**EXERCISE PROMPT:** Would you please write out each of the entries below exactly, omitting pictures?

Segmentation mask data:
************
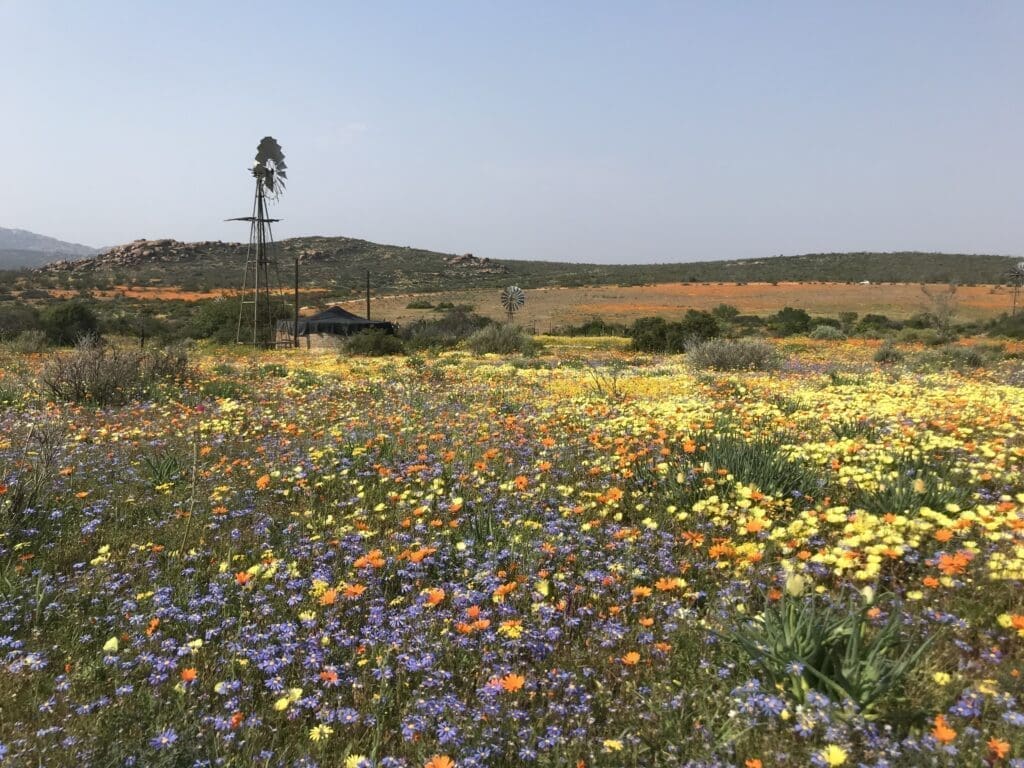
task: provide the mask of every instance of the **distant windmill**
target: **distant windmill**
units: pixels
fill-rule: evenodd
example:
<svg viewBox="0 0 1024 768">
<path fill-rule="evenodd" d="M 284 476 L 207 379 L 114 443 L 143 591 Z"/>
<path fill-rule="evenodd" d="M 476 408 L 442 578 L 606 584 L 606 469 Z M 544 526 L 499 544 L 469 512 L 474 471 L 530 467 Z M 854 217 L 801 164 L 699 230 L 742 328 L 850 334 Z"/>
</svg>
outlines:
<svg viewBox="0 0 1024 768">
<path fill-rule="evenodd" d="M 523 308 L 526 303 L 526 294 L 523 293 L 523 289 L 517 285 L 510 285 L 501 292 L 501 306 L 505 308 L 508 313 L 508 321 L 512 322 L 512 317 Z"/>
<path fill-rule="evenodd" d="M 1006 273 L 1006 280 L 1010 283 L 1010 287 L 1013 288 L 1013 312 L 1011 315 L 1017 314 L 1017 297 L 1024 288 L 1024 261 L 1018 262 L 1014 267 Z"/>
<path fill-rule="evenodd" d="M 256 162 L 251 172 L 256 179 L 256 192 L 252 202 L 252 216 L 239 216 L 228 221 L 248 221 L 249 246 L 245 251 L 245 273 L 242 276 L 242 301 L 238 309 L 238 328 L 235 340 L 251 343 L 254 347 L 274 344 L 274 308 L 271 303 L 270 274 L 273 268 L 275 287 L 280 286 L 277 260 L 274 255 L 274 235 L 270 228 L 280 219 L 267 216 L 267 201 L 277 201 L 288 178 L 281 145 L 266 136 L 256 148 Z M 276 291 L 275 291 L 276 292 Z M 252 336 L 248 338 L 247 316 L 252 318 Z M 246 338 L 243 338 L 245 336 Z"/>
</svg>

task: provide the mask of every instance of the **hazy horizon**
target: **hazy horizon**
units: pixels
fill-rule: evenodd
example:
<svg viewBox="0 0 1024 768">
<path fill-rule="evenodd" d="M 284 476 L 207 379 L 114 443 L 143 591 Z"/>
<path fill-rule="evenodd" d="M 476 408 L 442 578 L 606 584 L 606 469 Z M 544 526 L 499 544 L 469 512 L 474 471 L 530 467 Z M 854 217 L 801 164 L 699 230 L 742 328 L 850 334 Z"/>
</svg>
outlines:
<svg viewBox="0 0 1024 768">
<path fill-rule="evenodd" d="M 1024 251 L 1024 6 L 0 0 L 0 226 L 596 263 Z"/>
</svg>

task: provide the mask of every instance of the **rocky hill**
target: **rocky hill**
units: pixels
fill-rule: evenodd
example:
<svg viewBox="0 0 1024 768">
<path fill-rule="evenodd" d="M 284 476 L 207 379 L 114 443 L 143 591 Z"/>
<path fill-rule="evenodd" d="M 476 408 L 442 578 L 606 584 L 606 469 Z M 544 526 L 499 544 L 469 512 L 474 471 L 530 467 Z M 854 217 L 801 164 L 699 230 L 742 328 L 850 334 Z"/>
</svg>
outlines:
<svg viewBox="0 0 1024 768">
<path fill-rule="evenodd" d="M 381 245 L 349 237 L 299 237 L 275 246 L 278 282 L 288 286 L 298 259 L 304 288 L 357 294 L 367 271 L 378 294 L 457 291 L 517 284 L 524 288 L 670 282 L 895 282 L 998 284 L 1019 257 L 951 253 L 818 253 L 675 264 L 576 264 L 498 260 Z M 242 243 L 135 240 L 87 259 L 33 273 L 50 287 L 152 286 L 186 291 L 241 285 Z M 33 278 L 29 278 L 31 282 Z M 273 279 L 273 276 L 272 276 Z M 27 284 L 27 283 L 26 283 Z"/>
<path fill-rule="evenodd" d="M 95 285 L 160 285 L 187 290 L 231 288 L 241 283 L 244 243 L 135 240 L 86 260 L 64 260 L 38 270 L 60 282 Z M 388 292 L 442 290 L 498 284 L 503 264 L 472 254 L 446 254 L 378 245 L 348 237 L 303 237 L 275 246 L 279 281 L 290 284 L 296 259 L 303 285 L 344 290 L 362 285 L 366 271 Z M 273 276 L 272 276 L 273 277 Z"/>
</svg>

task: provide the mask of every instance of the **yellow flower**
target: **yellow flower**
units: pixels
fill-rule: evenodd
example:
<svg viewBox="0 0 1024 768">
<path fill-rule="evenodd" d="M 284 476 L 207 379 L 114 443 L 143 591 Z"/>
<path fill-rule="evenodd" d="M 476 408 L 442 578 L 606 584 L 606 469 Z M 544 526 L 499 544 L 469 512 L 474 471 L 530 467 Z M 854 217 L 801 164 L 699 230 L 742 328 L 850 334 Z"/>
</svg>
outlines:
<svg viewBox="0 0 1024 768">
<path fill-rule="evenodd" d="M 107 653 L 117 653 L 119 647 L 116 637 L 110 638 L 103 644 L 103 650 Z"/>
<path fill-rule="evenodd" d="M 345 768 L 359 768 L 360 765 L 368 763 L 366 755 L 349 755 L 345 758 Z"/>
<path fill-rule="evenodd" d="M 291 704 L 289 698 L 287 696 L 282 696 L 280 699 L 274 702 L 274 709 L 276 709 L 278 712 L 283 712 L 284 710 L 288 709 L 289 704 Z"/>
<path fill-rule="evenodd" d="M 334 733 L 334 729 L 331 728 L 331 726 L 320 723 L 319 725 L 314 725 L 312 728 L 309 729 L 309 740 L 323 741 L 332 733 Z"/>
<path fill-rule="evenodd" d="M 932 680 L 935 681 L 936 685 L 949 685 L 952 679 L 953 676 L 947 672 L 936 672 L 932 675 Z"/>
<path fill-rule="evenodd" d="M 807 579 L 799 573 L 794 573 L 786 579 L 786 594 L 790 597 L 800 597 L 807 586 Z"/>
<path fill-rule="evenodd" d="M 846 762 L 846 750 L 835 744 L 829 744 L 821 750 L 821 759 L 828 766 L 843 765 Z"/>
<path fill-rule="evenodd" d="M 621 752 L 622 742 L 618 739 L 605 739 L 601 742 L 605 752 Z"/>
</svg>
************
**TASK ANSWER:**
task: provide the mask of every instance of the **distant windmill**
target: **distant windmill**
units: pixels
fill-rule: evenodd
example:
<svg viewBox="0 0 1024 768">
<path fill-rule="evenodd" d="M 284 476 L 207 379 L 114 443 L 143 591 Z"/>
<path fill-rule="evenodd" d="M 476 408 L 442 578 L 606 584 L 606 469 Z M 544 526 L 499 544 L 469 512 L 474 471 L 530 467 Z M 854 217 L 801 164 L 699 230 L 742 328 L 850 334 Z"/>
</svg>
outlines:
<svg viewBox="0 0 1024 768">
<path fill-rule="evenodd" d="M 523 308 L 526 303 L 526 294 L 523 293 L 523 289 L 517 285 L 510 285 L 501 292 L 501 306 L 505 308 L 508 313 L 508 321 L 512 322 L 512 317 Z"/>
<path fill-rule="evenodd" d="M 1006 273 L 1006 280 L 1010 283 L 1010 287 L 1013 288 L 1013 312 L 1011 315 L 1017 314 L 1017 297 L 1024 288 L 1024 261 L 1018 262 L 1014 267 Z"/>
<path fill-rule="evenodd" d="M 256 162 L 251 172 L 256 179 L 256 192 L 252 202 L 252 216 L 239 216 L 228 221 L 248 221 L 249 246 L 245 251 L 245 273 L 242 276 L 242 301 L 238 309 L 238 328 L 235 340 L 251 343 L 254 347 L 274 344 L 274 308 L 271 303 L 270 274 L 273 268 L 275 287 L 280 286 L 277 260 L 274 255 L 274 235 L 270 228 L 280 219 L 267 216 L 267 201 L 277 201 L 288 178 L 281 145 L 266 136 L 256 148 Z M 276 291 L 275 291 L 276 292 Z M 252 336 L 248 338 L 247 316 L 252 318 Z M 246 338 L 243 338 L 245 336 Z"/>
</svg>

task: provide the mask of every instance of the **hazy horizon**
target: **hazy horizon**
units: pixels
fill-rule: evenodd
example:
<svg viewBox="0 0 1024 768">
<path fill-rule="evenodd" d="M 284 476 L 207 379 L 114 443 L 143 591 Z"/>
<path fill-rule="evenodd" d="M 476 408 L 442 578 L 606 584 L 606 469 Z M 544 526 L 499 544 L 469 512 L 474 471 L 530 467 Z M 854 217 L 801 164 L 699 230 L 742 328 L 850 334 Z"/>
</svg>
outlines:
<svg viewBox="0 0 1024 768">
<path fill-rule="evenodd" d="M 1024 251 L 1024 6 L 0 0 L 0 226 L 596 263 Z"/>
</svg>

task: provide the mask of every instance of the **rocky hill**
target: **rocky hill**
units: pixels
fill-rule: evenodd
example:
<svg viewBox="0 0 1024 768">
<path fill-rule="evenodd" d="M 284 476 L 207 379 L 114 443 L 143 591 Z"/>
<path fill-rule="evenodd" d="M 476 408 L 442 578 L 606 584 L 606 469 Z M 544 526 L 499 544 L 469 512 L 474 471 L 530 467 Z M 854 217 L 801 164 L 699 230 L 742 328 L 850 334 Z"/>
</svg>
outlines:
<svg viewBox="0 0 1024 768">
<path fill-rule="evenodd" d="M 381 245 L 349 237 L 299 237 L 275 246 L 278 282 L 288 286 L 298 259 L 304 288 L 357 294 L 367 271 L 378 294 L 457 291 L 517 284 L 524 288 L 670 282 L 895 282 L 998 284 L 1019 257 L 951 253 L 818 253 L 675 264 L 576 264 L 498 260 Z M 242 243 L 135 240 L 87 259 L 33 273 L 50 287 L 152 286 L 186 291 L 241 285 Z M 33 278 L 29 278 L 31 282 Z M 273 279 L 273 276 L 272 276 Z M 27 284 L 27 283 L 26 283 Z"/>
<path fill-rule="evenodd" d="M 95 285 L 160 285 L 187 290 L 231 288 L 241 283 L 244 243 L 135 240 L 86 260 L 64 260 L 38 270 L 60 282 Z M 388 292 L 442 290 L 498 284 L 503 264 L 472 254 L 446 254 L 378 245 L 348 237 L 303 237 L 275 246 L 279 281 L 290 284 L 296 259 L 303 285 L 344 290 L 362 285 L 366 271 Z M 273 276 L 272 276 L 273 277 Z"/>
</svg>

task: provide the mask of every instance of the **yellow flower**
target: **yellow flower**
units: pixels
fill-rule: evenodd
example:
<svg viewBox="0 0 1024 768">
<path fill-rule="evenodd" d="M 284 476 L 207 379 L 114 443 L 143 591 Z"/>
<path fill-rule="evenodd" d="M 476 408 L 442 578 L 606 584 L 606 469 Z M 544 526 L 499 544 L 469 512 L 474 471 L 530 467 Z M 854 217 L 801 164 L 699 230 L 742 328 L 850 334 Z"/>
</svg>
outlines:
<svg viewBox="0 0 1024 768">
<path fill-rule="evenodd" d="M 107 653 L 117 653 L 119 647 L 116 637 L 110 638 L 103 644 L 103 650 Z"/>
<path fill-rule="evenodd" d="M 345 768 L 359 768 L 360 765 L 368 763 L 366 755 L 349 755 L 345 758 Z"/>
<path fill-rule="evenodd" d="M 291 704 L 289 698 L 287 696 L 282 696 L 280 699 L 274 702 L 274 709 L 276 709 L 278 712 L 283 712 L 284 710 L 288 709 L 289 704 Z"/>
<path fill-rule="evenodd" d="M 334 733 L 334 729 L 331 728 L 331 726 L 320 723 L 319 725 L 314 725 L 312 728 L 309 729 L 309 740 L 323 741 L 332 733 Z"/>
<path fill-rule="evenodd" d="M 932 680 L 935 681 L 936 685 L 949 685 L 952 679 L 953 676 L 947 672 L 936 672 L 932 675 Z"/>
<path fill-rule="evenodd" d="M 807 579 L 799 573 L 794 573 L 786 579 L 786 594 L 790 597 L 800 597 L 807 586 Z"/>
<path fill-rule="evenodd" d="M 846 762 L 846 750 L 835 744 L 829 744 L 821 750 L 821 759 L 828 766 L 843 765 Z"/>
<path fill-rule="evenodd" d="M 621 752 L 622 742 L 618 739 L 605 739 L 601 742 L 605 752 Z"/>
</svg>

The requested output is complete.